(Object point labels)
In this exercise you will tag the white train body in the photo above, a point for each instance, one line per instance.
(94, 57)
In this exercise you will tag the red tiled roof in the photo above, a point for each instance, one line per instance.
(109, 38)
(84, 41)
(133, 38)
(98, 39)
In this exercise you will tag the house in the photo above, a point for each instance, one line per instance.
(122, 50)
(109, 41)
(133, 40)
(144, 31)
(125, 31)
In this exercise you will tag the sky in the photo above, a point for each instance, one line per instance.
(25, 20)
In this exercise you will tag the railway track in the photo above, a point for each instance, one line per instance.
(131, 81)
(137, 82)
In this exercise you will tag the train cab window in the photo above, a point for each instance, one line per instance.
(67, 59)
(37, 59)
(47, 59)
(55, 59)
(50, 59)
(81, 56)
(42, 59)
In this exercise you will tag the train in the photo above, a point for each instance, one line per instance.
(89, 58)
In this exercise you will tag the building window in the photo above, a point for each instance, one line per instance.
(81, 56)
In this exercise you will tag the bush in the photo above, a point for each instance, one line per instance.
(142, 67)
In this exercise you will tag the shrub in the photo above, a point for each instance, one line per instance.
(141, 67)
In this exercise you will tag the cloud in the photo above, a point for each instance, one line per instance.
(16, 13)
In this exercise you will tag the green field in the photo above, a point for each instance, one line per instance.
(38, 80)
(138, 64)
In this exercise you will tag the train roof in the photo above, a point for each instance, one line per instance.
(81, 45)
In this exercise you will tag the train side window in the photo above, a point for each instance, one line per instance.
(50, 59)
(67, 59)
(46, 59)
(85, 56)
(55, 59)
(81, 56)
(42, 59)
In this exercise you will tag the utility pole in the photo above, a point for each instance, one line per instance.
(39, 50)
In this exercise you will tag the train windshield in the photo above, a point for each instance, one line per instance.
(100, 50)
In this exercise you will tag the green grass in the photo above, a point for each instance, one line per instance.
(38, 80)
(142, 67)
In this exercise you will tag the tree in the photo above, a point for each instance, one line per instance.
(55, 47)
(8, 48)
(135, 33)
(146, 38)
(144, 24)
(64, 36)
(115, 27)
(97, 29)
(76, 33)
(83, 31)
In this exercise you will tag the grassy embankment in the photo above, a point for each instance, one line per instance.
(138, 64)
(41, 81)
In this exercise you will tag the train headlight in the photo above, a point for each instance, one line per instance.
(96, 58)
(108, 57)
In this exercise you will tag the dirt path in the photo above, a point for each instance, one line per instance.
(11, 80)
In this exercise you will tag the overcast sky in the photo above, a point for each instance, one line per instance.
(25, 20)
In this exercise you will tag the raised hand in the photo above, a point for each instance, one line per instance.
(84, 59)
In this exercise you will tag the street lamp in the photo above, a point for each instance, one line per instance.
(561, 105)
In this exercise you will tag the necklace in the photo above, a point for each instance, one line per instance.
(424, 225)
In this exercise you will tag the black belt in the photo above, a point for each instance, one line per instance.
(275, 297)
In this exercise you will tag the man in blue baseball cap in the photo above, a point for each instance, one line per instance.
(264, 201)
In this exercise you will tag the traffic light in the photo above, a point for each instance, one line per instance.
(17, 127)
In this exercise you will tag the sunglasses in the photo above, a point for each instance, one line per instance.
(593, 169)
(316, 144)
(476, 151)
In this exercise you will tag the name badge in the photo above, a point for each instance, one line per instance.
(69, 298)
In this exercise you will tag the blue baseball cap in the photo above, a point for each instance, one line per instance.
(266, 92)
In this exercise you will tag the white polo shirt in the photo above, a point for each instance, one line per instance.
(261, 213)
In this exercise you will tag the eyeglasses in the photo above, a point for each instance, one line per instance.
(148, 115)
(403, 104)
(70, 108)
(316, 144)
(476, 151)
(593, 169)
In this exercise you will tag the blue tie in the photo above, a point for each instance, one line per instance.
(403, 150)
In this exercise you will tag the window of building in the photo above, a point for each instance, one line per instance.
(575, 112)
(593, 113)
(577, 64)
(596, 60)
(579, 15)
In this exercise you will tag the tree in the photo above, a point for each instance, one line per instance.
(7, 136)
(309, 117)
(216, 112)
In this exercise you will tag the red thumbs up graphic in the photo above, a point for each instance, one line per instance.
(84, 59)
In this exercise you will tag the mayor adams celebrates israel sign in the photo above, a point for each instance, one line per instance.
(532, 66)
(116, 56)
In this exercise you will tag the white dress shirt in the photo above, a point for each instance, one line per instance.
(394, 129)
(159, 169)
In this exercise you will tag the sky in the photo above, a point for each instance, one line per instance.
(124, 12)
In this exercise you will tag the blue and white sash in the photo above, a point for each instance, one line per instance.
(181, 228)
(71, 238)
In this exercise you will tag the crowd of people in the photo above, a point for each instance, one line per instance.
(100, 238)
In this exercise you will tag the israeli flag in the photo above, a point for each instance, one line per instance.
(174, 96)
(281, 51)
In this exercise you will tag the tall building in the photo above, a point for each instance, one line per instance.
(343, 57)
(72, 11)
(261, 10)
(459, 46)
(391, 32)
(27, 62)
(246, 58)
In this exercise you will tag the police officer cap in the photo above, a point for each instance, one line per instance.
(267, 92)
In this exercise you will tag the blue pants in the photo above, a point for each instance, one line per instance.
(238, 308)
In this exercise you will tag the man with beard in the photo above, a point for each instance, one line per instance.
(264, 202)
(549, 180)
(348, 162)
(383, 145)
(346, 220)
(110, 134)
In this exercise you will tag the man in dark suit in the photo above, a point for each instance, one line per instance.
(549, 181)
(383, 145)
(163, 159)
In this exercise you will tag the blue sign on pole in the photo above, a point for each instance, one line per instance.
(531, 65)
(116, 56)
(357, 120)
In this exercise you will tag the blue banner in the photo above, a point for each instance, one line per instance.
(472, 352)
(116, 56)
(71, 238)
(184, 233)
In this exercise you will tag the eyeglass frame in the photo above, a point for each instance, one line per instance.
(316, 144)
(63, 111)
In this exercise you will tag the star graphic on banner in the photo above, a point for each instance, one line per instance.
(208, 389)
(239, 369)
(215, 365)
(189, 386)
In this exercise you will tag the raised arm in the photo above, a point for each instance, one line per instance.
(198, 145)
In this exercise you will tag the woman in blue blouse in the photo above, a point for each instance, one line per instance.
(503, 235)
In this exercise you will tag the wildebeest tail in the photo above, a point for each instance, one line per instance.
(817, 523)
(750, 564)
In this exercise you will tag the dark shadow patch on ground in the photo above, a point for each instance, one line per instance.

## Goal
Repeat the whole listing exactly, keeping every line intact.

## Result for this exercise
In this exercise you will tag the white train body in the photo above, a point for each instance, one line per instance.
(94, 57)
In this exercise you will tag the red tiled roof in the photo above, a point for each instance, one line per instance.
(109, 38)
(84, 41)
(133, 38)
(98, 39)
In this exercise you will tag the house in the photo above, a point for each instance, one line per instance.
(122, 50)
(109, 41)
(133, 40)
(144, 31)
(125, 31)
In this exercise you will tag the sky in the photo above, a point for each instance, one line per instance.
(25, 20)
In this exercise you will tag the railway track in the photo above, a point for each instance, one line per instance.
(131, 81)
(137, 82)
In this exercise you will tag the train cab window in the photo above, a point for each instance, one line per instance.
(67, 59)
(37, 59)
(47, 59)
(55, 59)
(50, 59)
(81, 56)
(42, 59)
In this exercise you will tag the train in the photo above, a point for each instance, one line per instance.
(89, 58)
In this exercise you will tag the building window in the photo above, a point for each instance, one line per instance.
(81, 56)
In this exercise you will tag the bush in the photo above, a point for each instance, one line per instance.
(142, 67)
In this exercise you will tag the shrub in the photo above, a point for each instance, one line per instance.
(141, 67)
In this exercise you will tag the cloud in the photo above, a point for each instance, one line per instance.
(16, 13)
In this exercise you will tag the green field in the photo above, a point for each instance, one line per instance.
(38, 80)
(138, 64)
In this exercise you will tag the train roof in the photo above, a point for each instance, one line per instance.
(81, 45)
In this exercise you will tag the train side window in the photo above, a point for each instance, one line per instance.
(50, 59)
(67, 59)
(46, 59)
(85, 56)
(55, 59)
(81, 56)
(42, 59)
In this exercise you will tag the utility pole in the photo above, a point for each instance, one line per instance.
(39, 50)
In this exercise you will tag the train windshield in the photo above, a point for each instance, one line per instance.
(100, 50)
In this exercise you will tag the green grass in the photo above, a point for each instance, one line per instance.
(38, 80)
(142, 67)
In this exercise you will tag the tree in the photo above, a point for each instance, one line per instance.
(55, 47)
(8, 48)
(135, 33)
(146, 38)
(144, 24)
(64, 36)
(115, 27)
(97, 29)
(76, 33)
(83, 31)
In this exercise you will tag the grassy embankment in the photo above, a point for each instance, one line per instance.
(138, 64)
(41, 81)
In this exercise you will tag the train headlight in the photo above, a point for each instance, one line per instance.
(96, 58)
(108, 57)
In this exercise you will tag the dirt path in the photo above, a point for each instance, one line per instance.
(11, 80)
In this exercise you will tag the overcast sky in the photo above, a point for each instance, one line per instance.
(25, 20)
In this exercise you will tag the raised hand in the photo above, a point for each instance, one line per instance.
(84, 59)
In this exercise you will tag the street lamp in the photo above, a point for each instance, one line per instance.
(561, 105)
In this exercise you will tag the necklace in the photo above, a point for each instance, one line per instance.
(424, 225)
In this exercise you will tag the black belt in the photo above, a point for each instance, one line per instance.
(275, 297)
In this exercise you will tag the man in blue baseball cap in the photo above, a point for each instance, one line per instance.
(264, 201)
In this exercise you will tag the traffic light in the photo above, a point for each instance, one line per instance.
(17, 127)
In this exercise you will tag the sunglasses in the photo above, a point for each instance, one line per instance.
(593, 169)
(316, 144)
(476, 151)
In this exercise you will tag the name badge in the photo above, a point for each instance, one line per instance.
(69, 298)
In this exercise you will tag the blue baseball cap in the photo above, a point for each instance, one line per instance.
(266, 92)
In this exercise you will tag the white polo shirt in the photo above, a point for each instance, one line per instance.
(261, 213)
In this exercise you will tag the eyeglasses in the photo above, a point for each instance, one line per instance.
(148, 115)
(403, 104)
(70, 108)
(316, 144)
(476, 151)
(593, 169)
In this exercise you will tag the blue tie in the photo above, a point for each instance, one line per instance.
(403, 150)
In this exercise you will tag the window of building in the photo above, a point for each instance, one line per instance.
(575, 112)
(593, 113)
(577, 64)
(596, 60)
(579, 15)
In this exercise you will tag the tree in the photo above, a point for each instance, one line per instance.
(7, 136)
(309, 117)
(216, 112)
In this exercise you will tag the red thumbs up graphic in the photo above, a point for each instance, one line per instance.
(84, 59)
In this exercise you will tag the mayor adams celebrates israel sign in the photo above, a point for each instance, one line per instance.
(532, 66)
(116, 56)
In this exercise you will tag the white dress shirt in the photo above, a point for each instance, one line per instance.
(394, 129)
(159, 169)
In this exercise you will tag the sky in the photo above, a point for each instance, one line per instance.
(124, 12)
In this exercise you will tag the blue and white sash in the photo above, a point for each instance, one line per instance.
(181, 228)
(71, 238)
In this exercise you will tag the crowd of people in the photo above, a point for each instance, one line per instance.
(100, 238)
In this exercise you will tag the israeli flag in the photo above, a point for each instance, one line per instance.
(174, 96)
(281, 51)
In this exercise you will tag the tall building in the photo above, a point for each instance, one line per instance.
(343, 57)
(72, 11)
(261, 10)
(459, 46)
(391, 32)
(27, 62)
(246, 58)
In this exercise you will tag the police officer cap in the photo above, a point for each instance, one line per instance.
(267, 92)
In this exercise you will tag the blue pants in the photo above, a point for each instance, one line per instance.
(238, 308)
In this exercise you will tag the man with beard in the photo above, a point for each instance, one line per instance.
(264, 202)
(549, 180)
(348, 162)
(383, 145)
(346, 220)
(110, 134)
In this exercise you will tag the man in dark suit in the photo above, a point for each instance, one line per instance.
(549, 181)
(383, 145)
(163, 159)
In this exercise you will tag the blue sign on pole in the photo above, a point for each instance, one line per instance.
(531, 65)
(116, 56)
(357, 120)
In this exercise you will tag the blue banner in the photo above, a point for each instance, one line per instance.
(472, 352)
(116, 56)
(71, 238)
(184, 233)
In this exercise you will tag the eyeglass frame in the photo above, a point for each instance, one line per instance.
(316, 144)
(63, 111)
In this exercise you will tag the star graphic on banner in the photo above, a point for each instance, one line per instance.
(208, 389)
(239, 369)
(215, 365)
(189, 386)
In this exercise you will tag the raised arm in the photo above, a point for each instance, one line per instance.
(198, 145)
In this exercise you will tag the woman in blue blouse in the photo above, a point for each instance, one line per instance.
(503, 235)
In this exercise you will tag the wildebeest tail in the photo above, a point for each instance, one line per instance.
(817, 523)
(750, 564)
In this exercise you will tag the dark shadow patch on ground in the photo above, a point for each instance, one line per instance.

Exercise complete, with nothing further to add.